### Data
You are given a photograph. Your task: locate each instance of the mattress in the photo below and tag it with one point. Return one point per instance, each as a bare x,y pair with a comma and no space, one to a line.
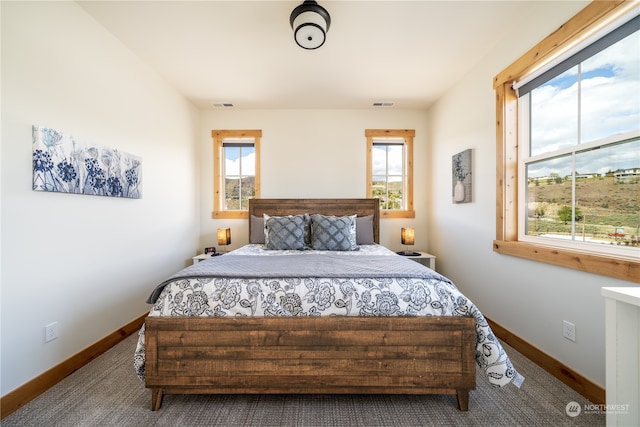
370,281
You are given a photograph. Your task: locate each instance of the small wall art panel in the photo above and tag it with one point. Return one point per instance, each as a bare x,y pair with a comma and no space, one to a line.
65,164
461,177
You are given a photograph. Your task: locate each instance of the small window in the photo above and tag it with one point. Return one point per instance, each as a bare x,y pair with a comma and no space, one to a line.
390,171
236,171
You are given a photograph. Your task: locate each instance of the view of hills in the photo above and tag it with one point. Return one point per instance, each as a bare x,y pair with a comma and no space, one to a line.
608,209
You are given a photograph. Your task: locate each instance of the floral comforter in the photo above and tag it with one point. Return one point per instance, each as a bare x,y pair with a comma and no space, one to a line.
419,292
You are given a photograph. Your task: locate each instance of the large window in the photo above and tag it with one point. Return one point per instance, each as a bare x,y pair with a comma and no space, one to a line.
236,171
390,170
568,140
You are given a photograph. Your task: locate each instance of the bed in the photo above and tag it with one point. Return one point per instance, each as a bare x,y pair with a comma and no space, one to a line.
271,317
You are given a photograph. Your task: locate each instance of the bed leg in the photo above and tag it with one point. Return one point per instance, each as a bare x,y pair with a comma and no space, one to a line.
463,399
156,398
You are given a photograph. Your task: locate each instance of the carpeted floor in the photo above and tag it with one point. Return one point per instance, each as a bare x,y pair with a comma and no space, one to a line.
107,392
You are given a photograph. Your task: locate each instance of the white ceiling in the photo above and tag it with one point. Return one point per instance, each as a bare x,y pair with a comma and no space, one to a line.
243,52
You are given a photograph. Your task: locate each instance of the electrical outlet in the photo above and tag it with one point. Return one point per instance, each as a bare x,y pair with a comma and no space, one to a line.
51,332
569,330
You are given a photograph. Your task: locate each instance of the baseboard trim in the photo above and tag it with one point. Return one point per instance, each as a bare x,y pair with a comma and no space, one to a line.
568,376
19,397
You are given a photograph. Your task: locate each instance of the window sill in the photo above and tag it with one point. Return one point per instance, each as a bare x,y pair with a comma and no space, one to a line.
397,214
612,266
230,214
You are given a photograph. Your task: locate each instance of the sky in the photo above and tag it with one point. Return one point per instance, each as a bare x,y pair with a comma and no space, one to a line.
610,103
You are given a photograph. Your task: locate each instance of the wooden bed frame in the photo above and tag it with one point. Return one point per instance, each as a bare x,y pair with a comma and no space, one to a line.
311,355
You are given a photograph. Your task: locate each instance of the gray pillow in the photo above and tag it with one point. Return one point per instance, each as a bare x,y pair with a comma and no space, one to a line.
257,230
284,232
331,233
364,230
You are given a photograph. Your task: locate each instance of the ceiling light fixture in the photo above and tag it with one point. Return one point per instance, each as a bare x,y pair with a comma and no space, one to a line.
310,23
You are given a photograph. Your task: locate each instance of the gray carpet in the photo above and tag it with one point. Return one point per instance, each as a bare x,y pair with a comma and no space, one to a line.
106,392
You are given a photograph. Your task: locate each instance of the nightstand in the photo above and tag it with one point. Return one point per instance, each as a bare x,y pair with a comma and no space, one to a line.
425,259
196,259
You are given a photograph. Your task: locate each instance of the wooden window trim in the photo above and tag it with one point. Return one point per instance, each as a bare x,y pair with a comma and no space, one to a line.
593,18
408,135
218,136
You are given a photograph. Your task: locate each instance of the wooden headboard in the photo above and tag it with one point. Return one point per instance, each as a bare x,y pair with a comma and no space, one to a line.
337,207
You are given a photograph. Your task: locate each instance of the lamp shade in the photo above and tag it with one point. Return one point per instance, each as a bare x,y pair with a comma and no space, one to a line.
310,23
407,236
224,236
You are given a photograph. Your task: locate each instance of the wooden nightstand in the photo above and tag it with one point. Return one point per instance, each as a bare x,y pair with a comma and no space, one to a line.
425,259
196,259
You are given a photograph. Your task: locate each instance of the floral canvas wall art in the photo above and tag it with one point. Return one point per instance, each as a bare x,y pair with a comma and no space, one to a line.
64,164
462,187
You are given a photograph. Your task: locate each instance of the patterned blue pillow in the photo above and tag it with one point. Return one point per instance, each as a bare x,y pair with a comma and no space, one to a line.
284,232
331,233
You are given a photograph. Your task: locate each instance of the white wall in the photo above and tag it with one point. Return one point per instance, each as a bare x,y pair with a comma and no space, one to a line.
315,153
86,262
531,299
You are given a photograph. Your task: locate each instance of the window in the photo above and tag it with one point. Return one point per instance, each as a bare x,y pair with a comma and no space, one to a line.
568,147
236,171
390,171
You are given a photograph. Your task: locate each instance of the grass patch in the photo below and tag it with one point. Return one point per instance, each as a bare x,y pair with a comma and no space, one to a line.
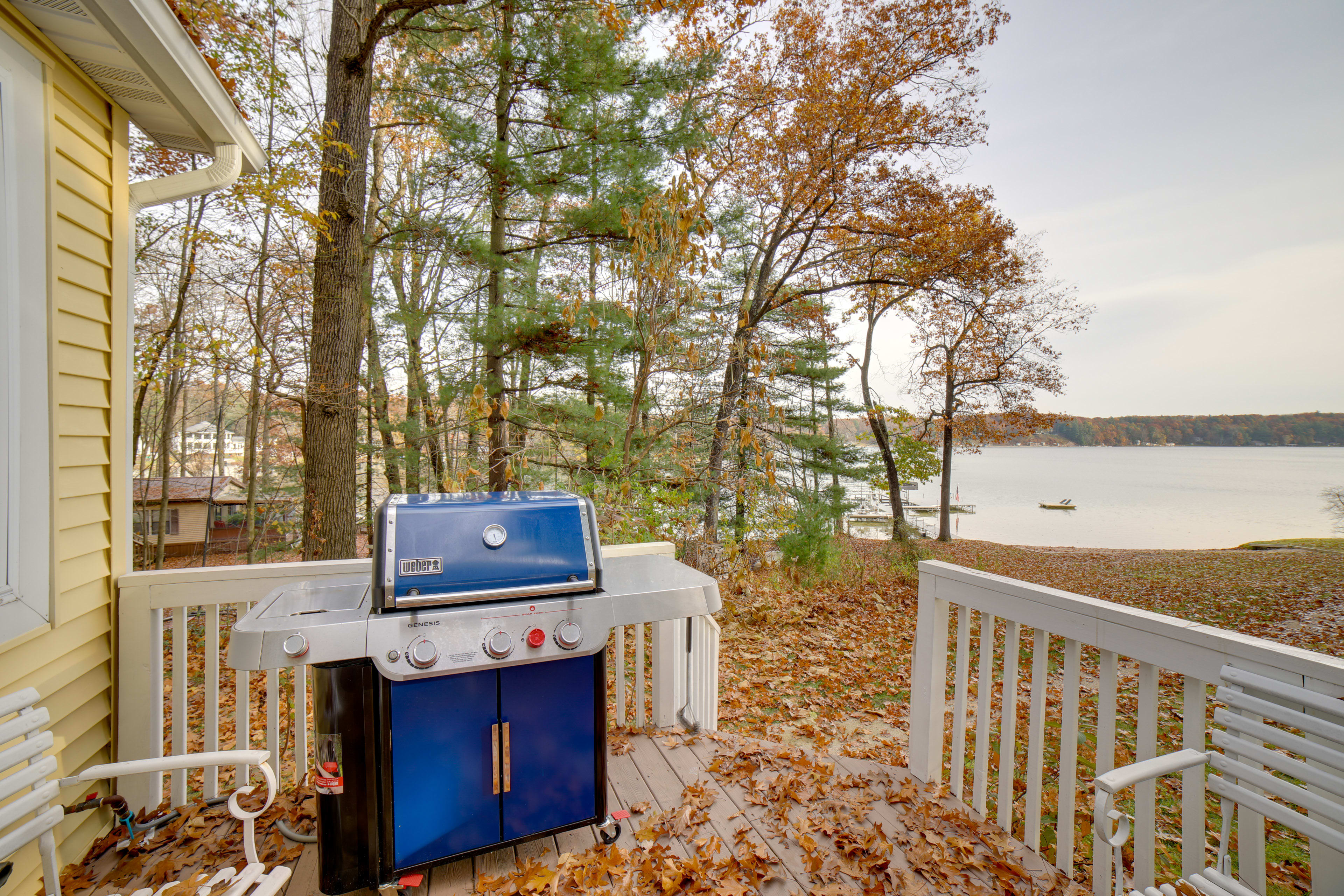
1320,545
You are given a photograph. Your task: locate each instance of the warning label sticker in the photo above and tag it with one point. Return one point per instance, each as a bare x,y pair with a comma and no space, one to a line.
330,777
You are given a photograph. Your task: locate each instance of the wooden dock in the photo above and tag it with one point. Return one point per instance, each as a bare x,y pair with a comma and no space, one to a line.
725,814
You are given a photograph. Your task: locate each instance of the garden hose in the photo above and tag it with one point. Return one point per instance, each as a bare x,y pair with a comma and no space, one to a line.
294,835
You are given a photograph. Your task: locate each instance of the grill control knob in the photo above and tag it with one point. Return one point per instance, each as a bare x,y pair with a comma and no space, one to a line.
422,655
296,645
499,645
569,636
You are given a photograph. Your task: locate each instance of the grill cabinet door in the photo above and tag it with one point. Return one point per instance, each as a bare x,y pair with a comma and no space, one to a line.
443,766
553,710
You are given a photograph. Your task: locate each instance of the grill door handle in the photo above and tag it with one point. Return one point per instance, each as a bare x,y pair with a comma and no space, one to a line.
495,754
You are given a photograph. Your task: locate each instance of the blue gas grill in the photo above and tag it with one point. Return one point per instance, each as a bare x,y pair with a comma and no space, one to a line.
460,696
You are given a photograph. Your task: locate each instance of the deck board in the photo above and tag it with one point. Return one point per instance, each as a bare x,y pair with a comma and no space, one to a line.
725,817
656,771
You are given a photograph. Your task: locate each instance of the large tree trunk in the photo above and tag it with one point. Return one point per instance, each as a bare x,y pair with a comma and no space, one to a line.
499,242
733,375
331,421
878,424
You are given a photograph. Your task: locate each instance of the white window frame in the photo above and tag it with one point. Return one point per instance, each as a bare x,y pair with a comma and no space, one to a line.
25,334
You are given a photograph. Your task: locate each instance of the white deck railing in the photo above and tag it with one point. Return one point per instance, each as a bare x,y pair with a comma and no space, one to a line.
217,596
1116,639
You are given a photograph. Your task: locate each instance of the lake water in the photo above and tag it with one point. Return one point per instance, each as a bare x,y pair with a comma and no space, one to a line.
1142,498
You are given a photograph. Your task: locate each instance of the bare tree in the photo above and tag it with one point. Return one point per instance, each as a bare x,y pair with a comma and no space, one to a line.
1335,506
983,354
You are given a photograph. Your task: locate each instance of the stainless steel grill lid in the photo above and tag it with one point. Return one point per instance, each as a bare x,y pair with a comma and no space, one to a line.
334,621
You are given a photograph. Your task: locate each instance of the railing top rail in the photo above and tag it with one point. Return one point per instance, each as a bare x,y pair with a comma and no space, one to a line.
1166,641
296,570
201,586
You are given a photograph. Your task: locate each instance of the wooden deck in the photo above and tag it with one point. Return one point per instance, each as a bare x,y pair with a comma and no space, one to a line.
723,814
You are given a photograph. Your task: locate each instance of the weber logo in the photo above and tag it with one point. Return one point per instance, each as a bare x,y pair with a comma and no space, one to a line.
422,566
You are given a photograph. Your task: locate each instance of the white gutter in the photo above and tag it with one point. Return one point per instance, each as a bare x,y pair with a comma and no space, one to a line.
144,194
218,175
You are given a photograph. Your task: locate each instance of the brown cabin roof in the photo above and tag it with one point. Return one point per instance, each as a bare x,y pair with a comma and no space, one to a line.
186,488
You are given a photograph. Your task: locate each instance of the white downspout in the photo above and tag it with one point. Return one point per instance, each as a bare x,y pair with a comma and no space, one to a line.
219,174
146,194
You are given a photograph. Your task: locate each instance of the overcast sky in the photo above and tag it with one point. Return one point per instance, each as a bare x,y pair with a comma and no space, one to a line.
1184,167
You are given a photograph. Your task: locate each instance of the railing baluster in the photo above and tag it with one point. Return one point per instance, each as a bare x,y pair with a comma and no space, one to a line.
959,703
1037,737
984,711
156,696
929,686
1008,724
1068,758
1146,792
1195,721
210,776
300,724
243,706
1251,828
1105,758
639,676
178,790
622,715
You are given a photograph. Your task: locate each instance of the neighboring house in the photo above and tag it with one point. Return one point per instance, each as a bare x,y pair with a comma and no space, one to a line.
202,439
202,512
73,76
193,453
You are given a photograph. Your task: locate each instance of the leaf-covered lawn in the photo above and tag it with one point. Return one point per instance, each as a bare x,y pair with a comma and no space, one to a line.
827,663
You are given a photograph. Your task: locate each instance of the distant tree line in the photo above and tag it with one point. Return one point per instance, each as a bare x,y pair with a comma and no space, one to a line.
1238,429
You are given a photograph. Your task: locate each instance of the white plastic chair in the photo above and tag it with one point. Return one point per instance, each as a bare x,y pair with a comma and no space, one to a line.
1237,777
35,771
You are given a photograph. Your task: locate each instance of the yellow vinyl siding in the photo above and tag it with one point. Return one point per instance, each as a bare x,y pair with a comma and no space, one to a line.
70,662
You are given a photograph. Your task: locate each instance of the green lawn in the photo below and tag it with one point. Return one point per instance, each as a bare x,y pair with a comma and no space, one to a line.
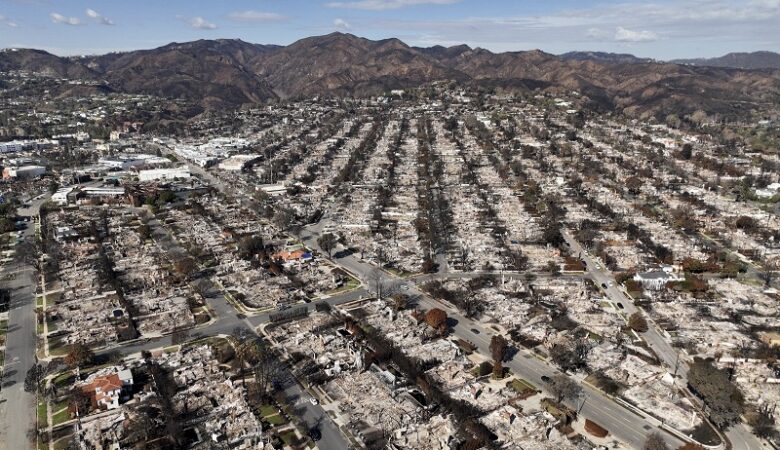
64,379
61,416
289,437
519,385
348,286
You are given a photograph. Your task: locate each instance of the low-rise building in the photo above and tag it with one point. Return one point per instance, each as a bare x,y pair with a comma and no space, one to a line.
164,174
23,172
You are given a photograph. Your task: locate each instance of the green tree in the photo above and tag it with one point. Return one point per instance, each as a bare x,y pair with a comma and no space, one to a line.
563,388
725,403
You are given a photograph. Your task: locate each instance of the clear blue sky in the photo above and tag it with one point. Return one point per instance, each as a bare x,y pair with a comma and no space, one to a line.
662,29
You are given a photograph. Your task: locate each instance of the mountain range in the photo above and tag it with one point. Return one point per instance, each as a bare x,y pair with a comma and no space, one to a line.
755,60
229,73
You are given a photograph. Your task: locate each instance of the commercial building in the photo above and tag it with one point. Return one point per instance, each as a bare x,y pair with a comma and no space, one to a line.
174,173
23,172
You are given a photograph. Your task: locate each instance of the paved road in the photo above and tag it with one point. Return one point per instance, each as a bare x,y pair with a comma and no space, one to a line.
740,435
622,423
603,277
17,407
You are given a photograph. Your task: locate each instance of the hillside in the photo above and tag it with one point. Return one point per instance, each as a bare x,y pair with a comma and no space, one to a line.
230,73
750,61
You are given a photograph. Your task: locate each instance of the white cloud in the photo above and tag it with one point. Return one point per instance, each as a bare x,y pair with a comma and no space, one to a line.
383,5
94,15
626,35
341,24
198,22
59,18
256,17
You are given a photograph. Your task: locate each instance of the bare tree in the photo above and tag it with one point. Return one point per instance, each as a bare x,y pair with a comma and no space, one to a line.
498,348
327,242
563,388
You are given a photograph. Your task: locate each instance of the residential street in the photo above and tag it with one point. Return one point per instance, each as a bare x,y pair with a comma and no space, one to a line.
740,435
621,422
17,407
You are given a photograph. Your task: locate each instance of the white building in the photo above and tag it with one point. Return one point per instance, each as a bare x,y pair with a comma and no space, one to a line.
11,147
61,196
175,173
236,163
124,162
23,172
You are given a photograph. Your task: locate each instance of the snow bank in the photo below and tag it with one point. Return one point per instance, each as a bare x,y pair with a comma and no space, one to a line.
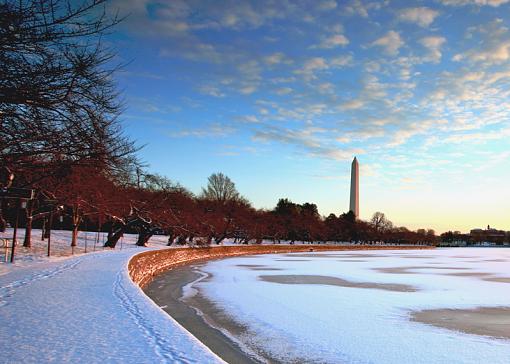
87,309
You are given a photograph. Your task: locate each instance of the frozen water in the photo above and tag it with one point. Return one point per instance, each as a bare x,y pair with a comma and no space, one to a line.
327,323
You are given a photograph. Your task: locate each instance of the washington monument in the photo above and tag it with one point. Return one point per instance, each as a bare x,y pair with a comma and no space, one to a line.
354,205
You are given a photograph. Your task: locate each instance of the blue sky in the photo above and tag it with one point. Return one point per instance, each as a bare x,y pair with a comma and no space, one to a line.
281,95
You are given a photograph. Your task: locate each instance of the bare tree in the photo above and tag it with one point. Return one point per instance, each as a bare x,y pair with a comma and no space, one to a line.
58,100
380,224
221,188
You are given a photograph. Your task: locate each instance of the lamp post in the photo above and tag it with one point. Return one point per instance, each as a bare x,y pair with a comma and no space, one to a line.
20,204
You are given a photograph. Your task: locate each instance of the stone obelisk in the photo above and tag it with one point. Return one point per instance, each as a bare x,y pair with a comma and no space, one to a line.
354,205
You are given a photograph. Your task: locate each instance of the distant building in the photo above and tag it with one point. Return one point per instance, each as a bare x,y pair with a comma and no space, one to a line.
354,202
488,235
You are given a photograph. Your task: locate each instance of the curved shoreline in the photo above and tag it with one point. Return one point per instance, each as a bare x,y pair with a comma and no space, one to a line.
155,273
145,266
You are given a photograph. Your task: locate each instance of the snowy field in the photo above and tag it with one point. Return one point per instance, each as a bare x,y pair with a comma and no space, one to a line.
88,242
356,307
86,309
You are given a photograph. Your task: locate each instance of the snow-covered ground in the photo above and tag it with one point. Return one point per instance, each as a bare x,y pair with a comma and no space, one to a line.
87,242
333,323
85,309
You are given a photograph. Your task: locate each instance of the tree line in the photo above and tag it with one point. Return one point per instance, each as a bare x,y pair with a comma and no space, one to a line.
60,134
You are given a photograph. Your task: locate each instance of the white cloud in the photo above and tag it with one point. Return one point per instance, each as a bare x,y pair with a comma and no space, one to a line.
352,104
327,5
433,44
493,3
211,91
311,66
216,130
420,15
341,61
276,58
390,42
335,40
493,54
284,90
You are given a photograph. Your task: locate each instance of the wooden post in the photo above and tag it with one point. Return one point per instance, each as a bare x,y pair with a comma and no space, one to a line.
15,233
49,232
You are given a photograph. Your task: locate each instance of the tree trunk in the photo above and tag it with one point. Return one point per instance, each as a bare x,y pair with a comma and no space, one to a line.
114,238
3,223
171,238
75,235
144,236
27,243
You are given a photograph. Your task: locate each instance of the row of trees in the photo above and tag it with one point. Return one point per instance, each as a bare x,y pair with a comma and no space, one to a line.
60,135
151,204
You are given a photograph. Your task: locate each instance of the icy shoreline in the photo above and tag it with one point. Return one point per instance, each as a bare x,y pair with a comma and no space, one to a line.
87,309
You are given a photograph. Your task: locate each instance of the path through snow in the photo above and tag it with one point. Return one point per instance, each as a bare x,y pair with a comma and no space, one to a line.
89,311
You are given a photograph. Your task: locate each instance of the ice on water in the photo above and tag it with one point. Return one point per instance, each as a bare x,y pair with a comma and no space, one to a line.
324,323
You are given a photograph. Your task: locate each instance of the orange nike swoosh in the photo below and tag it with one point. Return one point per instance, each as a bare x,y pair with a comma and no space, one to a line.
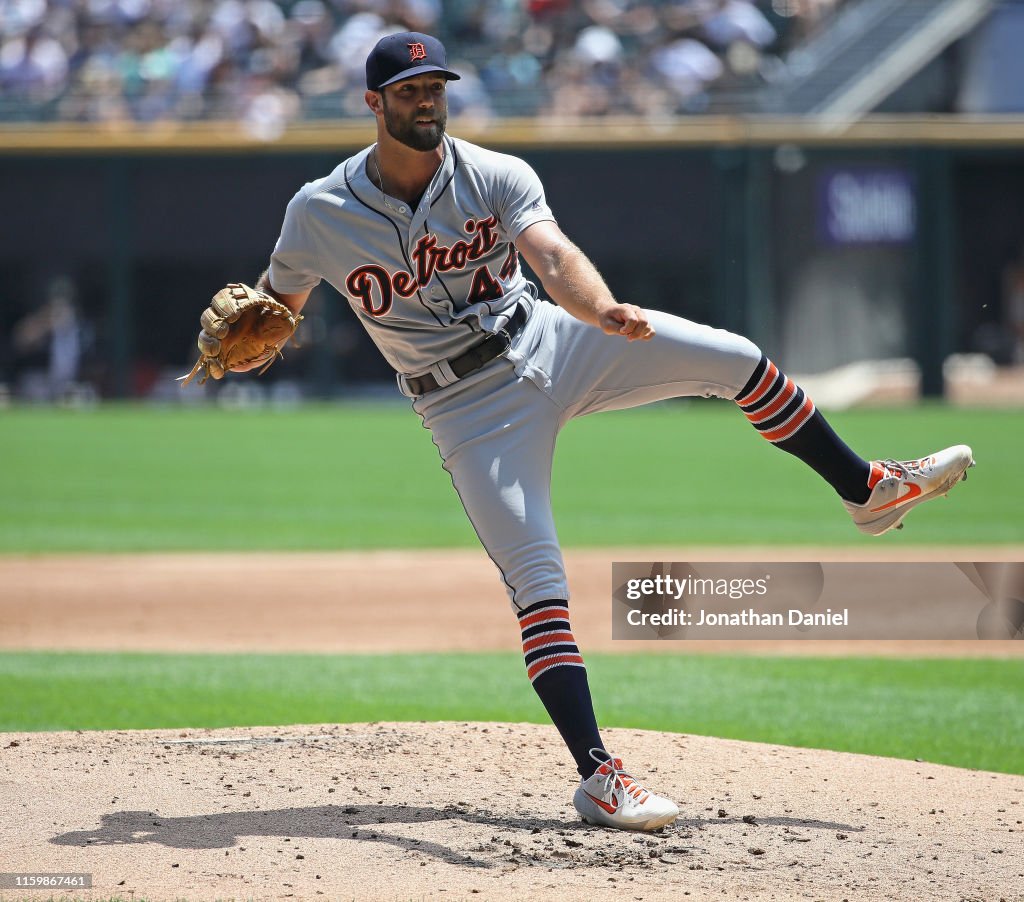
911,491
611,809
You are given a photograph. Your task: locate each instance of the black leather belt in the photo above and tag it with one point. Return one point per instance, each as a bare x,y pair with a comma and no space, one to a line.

### Aim of the task
Rewrite the stretch of the records above from the line containing "the wooden post" through the end of the records, requests included, and shift every point coordinate in the answers by -137. Leave the pictures out.

### Exercise response
You are given a photograph. Your task: locate each instance of the wooden post in the photo above and tag it with one point. Return one point per instance, each as a bare x,y pair with a comma and no space, one to a line.
-122,96
-88,95
You are given a photograph. Your task: locate each instance of the tree trunk in the photo above and tag it with one point. Return one point per instance, each as a bare x,y pair with a comma and no space, one to a line.
-23,101
-134,86
34,101
-62,98
7,99
-110,106
You are given a photograph. Your task: locate each instance of the row of trees in the photo above and tag it with one point. Return one point per instance, each as a bare x,y pair with a comma and no space, one to a line.
-77,-2
14,67
You are given a photograph. Your task: locate each instance of the icy shoreline in the photo above and tag it with one point. Return one point per instance, each as a bare x,y pair with a comma and no space, one to a line.
-50,172
You are given a photograph. Your task: locate each instance of the path through snow in the photo above and tag it with one point. Return one point per instance, each as a bare x,y pair with a comma and no space, one to a line.
-48,174
You are given a photograph. Your task: locate each instance of the ice on water in the photo above and tag it with one point. Return one point per instance, each as a bare x,y pair with a comma and no space, one to a line.
187,186
You are given a photograph. Your task: locate each instance of the orange nike swoosh in the photo below and tag it with one point. Return one point per instance, each as a bare x,y pair with a comma and no space, one to a line.
774,354
474,672
You are given a photograph. Your task: locate each instance of the black leather belt in the photo above and tag it with one point. Return one point per instance, each as a bare x,y pair with a comma and no space, one to a line.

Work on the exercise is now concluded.